(Records for the task begins)

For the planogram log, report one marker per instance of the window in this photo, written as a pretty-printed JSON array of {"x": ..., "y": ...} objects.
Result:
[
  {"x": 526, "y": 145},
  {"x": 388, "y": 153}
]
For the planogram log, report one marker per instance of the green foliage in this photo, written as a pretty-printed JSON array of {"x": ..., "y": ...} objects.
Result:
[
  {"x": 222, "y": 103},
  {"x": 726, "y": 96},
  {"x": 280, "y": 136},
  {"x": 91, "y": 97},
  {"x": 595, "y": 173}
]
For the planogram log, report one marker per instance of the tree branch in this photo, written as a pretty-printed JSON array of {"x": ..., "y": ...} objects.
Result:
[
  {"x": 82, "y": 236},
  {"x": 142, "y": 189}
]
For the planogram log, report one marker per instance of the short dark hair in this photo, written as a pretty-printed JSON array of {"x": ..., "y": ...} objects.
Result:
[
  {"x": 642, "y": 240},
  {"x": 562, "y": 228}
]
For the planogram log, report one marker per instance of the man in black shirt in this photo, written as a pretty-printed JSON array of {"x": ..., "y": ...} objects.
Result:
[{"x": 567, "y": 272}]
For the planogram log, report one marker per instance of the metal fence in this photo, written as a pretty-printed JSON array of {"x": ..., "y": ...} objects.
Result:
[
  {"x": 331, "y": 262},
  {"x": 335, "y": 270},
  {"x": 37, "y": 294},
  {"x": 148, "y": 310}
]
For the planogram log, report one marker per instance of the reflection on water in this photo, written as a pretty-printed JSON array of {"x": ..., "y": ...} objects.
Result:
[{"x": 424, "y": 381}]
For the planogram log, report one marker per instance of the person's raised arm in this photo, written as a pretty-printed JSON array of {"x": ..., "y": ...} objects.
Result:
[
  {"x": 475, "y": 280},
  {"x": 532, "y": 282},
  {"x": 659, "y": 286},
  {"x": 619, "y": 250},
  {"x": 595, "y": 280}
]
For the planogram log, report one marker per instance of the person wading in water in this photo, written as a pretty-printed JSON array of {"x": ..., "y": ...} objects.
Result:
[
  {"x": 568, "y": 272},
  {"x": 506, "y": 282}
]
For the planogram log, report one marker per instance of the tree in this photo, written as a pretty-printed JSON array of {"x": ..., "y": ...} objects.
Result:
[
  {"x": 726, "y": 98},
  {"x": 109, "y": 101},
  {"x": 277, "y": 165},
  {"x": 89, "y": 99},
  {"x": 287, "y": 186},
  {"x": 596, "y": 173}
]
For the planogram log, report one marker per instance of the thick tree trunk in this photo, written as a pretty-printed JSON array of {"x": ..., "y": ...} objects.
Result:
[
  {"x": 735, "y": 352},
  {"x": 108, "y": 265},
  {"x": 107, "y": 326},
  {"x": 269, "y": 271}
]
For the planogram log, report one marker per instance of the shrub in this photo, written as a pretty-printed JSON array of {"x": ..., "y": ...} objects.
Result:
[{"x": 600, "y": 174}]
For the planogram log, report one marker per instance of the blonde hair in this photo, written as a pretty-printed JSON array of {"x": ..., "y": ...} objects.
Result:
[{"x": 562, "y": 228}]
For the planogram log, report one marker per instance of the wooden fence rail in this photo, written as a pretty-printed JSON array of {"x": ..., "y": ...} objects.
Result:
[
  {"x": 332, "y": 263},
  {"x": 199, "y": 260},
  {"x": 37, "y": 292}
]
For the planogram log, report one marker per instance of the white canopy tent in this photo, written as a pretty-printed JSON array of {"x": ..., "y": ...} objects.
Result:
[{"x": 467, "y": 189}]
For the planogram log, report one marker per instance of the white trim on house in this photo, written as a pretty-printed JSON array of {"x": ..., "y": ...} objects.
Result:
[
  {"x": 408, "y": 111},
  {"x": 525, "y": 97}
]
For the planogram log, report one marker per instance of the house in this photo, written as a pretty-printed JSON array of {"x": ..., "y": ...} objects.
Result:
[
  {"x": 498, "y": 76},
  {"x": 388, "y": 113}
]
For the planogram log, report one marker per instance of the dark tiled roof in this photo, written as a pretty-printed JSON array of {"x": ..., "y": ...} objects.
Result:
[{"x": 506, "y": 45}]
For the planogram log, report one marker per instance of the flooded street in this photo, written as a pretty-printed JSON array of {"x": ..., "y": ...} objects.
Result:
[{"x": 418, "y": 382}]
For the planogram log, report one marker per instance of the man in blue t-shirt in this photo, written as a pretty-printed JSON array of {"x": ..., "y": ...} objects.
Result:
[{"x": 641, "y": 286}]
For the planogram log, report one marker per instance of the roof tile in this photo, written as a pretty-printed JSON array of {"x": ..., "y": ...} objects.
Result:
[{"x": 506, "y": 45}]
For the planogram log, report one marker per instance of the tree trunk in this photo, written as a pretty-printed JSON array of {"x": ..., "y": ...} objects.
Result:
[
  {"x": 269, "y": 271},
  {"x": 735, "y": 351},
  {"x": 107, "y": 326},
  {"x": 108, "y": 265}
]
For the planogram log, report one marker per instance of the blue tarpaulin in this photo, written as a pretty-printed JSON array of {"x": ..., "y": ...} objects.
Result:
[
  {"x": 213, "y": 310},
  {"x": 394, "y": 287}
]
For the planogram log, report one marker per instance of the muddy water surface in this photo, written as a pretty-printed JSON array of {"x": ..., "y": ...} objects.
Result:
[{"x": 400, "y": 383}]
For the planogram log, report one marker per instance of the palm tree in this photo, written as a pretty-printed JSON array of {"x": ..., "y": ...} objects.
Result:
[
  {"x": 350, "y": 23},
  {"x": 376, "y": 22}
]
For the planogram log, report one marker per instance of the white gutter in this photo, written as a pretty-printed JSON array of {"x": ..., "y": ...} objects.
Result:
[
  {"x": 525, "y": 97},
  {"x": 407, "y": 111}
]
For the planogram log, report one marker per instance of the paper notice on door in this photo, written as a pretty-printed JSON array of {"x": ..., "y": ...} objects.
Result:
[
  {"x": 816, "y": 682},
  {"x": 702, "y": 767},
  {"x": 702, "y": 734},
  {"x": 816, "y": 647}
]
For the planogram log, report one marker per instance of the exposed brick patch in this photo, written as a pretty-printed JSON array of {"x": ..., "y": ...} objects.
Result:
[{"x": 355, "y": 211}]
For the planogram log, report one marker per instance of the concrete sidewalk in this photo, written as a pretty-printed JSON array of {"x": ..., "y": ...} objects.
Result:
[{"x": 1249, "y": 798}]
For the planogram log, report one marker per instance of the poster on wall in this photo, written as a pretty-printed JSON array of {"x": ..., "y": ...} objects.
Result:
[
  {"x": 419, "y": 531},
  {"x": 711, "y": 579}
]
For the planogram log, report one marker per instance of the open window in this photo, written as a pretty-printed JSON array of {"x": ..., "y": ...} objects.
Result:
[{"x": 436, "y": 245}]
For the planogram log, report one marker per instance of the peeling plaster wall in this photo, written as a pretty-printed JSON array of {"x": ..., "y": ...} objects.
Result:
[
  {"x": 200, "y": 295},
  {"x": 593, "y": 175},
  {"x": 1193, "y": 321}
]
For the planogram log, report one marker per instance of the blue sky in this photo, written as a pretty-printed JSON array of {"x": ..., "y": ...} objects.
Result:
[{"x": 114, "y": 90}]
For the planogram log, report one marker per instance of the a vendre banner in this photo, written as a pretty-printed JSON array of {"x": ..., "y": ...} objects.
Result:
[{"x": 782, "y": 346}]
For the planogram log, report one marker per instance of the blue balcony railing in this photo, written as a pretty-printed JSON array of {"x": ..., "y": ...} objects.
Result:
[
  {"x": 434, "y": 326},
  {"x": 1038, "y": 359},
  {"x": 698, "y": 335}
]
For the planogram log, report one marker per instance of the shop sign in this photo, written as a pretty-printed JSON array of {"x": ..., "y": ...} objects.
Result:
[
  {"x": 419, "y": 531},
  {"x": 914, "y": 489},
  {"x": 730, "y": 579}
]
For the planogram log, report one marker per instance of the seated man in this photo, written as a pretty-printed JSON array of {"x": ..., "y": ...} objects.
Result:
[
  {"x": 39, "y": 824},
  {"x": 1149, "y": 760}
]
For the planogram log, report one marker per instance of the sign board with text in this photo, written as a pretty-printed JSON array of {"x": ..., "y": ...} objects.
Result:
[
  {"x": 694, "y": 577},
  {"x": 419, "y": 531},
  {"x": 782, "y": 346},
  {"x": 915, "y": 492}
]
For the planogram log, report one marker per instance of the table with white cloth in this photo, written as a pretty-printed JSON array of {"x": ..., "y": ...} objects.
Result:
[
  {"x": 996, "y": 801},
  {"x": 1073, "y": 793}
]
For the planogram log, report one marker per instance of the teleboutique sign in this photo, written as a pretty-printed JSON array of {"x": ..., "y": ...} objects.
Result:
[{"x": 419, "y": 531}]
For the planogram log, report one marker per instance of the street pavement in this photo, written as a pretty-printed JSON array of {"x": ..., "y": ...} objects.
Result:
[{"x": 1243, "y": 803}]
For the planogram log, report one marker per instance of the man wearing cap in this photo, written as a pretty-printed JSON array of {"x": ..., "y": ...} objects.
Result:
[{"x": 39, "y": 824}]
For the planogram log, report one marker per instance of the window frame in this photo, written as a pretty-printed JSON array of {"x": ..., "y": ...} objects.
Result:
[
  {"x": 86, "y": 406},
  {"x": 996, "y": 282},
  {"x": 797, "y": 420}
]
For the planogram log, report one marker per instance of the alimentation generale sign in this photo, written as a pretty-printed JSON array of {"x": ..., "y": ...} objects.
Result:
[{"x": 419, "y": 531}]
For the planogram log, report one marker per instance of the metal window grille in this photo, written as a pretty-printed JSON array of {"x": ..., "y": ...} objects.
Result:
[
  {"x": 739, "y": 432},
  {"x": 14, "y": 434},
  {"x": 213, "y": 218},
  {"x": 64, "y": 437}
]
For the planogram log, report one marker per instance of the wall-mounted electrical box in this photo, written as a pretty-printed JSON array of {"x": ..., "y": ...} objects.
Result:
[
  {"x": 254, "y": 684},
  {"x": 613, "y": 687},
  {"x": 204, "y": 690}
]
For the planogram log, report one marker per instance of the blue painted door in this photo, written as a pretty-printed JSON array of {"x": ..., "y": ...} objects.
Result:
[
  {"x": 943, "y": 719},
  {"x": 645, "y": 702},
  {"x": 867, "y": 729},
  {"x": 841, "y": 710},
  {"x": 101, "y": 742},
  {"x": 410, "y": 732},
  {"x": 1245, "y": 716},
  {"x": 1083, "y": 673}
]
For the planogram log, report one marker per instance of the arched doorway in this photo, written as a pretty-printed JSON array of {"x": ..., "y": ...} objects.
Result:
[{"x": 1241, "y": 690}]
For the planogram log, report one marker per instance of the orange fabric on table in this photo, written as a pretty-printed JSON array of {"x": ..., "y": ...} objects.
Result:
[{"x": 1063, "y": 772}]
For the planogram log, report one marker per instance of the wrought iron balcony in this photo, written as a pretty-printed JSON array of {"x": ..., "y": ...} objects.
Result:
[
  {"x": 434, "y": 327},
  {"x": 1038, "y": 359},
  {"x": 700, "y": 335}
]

(Records for the task ends)

§ Assignment: Give again exactly, and only, the lines above starting at the one with "of the seated" and ending at the one with "of the sign".

§ Written response:
For the planogram log, report one marker per instance of the seated man in this photo, written as a pretty-printed JSON array of {"x": ..., "y": ...} objects.
Result:
[
  {"x": 39, "y": 824},
  {"x": 1149, "y": 760}
]
For the planogram log, report one marker per instance of the sign board with text in this photo, written as a pretty-printed JSON array of {"x": ..., "y": ...} objects.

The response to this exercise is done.